* Material provided:
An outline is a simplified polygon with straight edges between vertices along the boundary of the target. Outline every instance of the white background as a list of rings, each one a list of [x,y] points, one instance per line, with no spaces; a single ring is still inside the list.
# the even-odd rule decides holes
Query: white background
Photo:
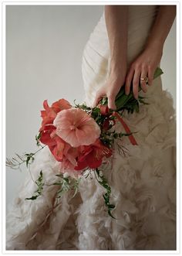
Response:
[[[6,156],[37,149],[42,101],[84,100],[82,55],[103,11],[99,5],[6,7]],[[176,106],[176,23],[161,61],[163,87]],[[6,204],[26,174],[6,170]]]

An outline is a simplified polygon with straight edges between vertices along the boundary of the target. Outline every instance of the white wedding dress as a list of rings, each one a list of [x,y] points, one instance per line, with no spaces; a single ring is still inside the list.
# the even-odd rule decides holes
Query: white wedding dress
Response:
[[[129,7],[128,65],[141,52],[157,13],[156,5]],[[87,104],[104,84],[110,70],[109,41],[104,14],[91,33],[83,56]],[[171,95],[161,79],[148,87],[148,105],[123,119],[138,145],[123,139],[129,155],[116,150],[113,165],[103,170],[111,185],[112,212],[107,213],[103,187],[83,179],[79,193],[65,193],[53,209],[57,186],[46,186],[43,196],[25,200],[36,189],[29,175],[7,215],[7,250],[176,250],[176,120]],[[116,129],[124,131],[119,124]],[[31,166],[36,179],[55,180],[56,162],[46,147]]]

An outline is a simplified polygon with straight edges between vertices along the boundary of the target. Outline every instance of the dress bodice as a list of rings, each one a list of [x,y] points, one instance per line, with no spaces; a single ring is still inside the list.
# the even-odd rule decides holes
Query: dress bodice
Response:
[[[143,50],[158,9],[159,5],[129,5],[128,67]],[[96,92],[104,84],[109,70],[110,46],[103,12],[83,51],[82,72],[88,104],[92,104]],[[156,87],[156,83],[150,91]],[[157,84],[161,90],[160,79]]]

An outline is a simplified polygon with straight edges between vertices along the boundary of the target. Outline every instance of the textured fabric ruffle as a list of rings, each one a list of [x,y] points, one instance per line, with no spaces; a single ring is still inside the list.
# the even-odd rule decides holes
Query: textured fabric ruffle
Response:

* Requirements: Extract the lines above from the one containing "of the dress" to the last line, both included, exactly as written.

* Exercise solution:
An outline is a simplified polygon with straight edges between vertices along the boundary of the target. Outline every instance of the dress bodice as a list of rings, each one a list of [x,y] points, one instance per line, with no spaces; a single ring is still inside the list.
# the even-odd rule decides holes
Query: dress bodice
Response:
[[[143,50],[158,9],[159,5],[129,5],[128,67]],[[96,92],[104,84],[109,70],[110,46],[103,12],[83,51],[82,72],[88,104],[92,104]],[[156,87],[156,83],[150,91]],[[157,84],[161,90],[160,79]]]

An outline is a simplified polygon with straight edges between vertices along the boundary of the target. Outline every instance of the textured fabric ruffle as a list of rings, each one a list of [x,y] points, one instance per line, with no spaces; a single ring is still inside the list.
# the even-odd rule decides holes
Query: textured fabric ruffle
Response:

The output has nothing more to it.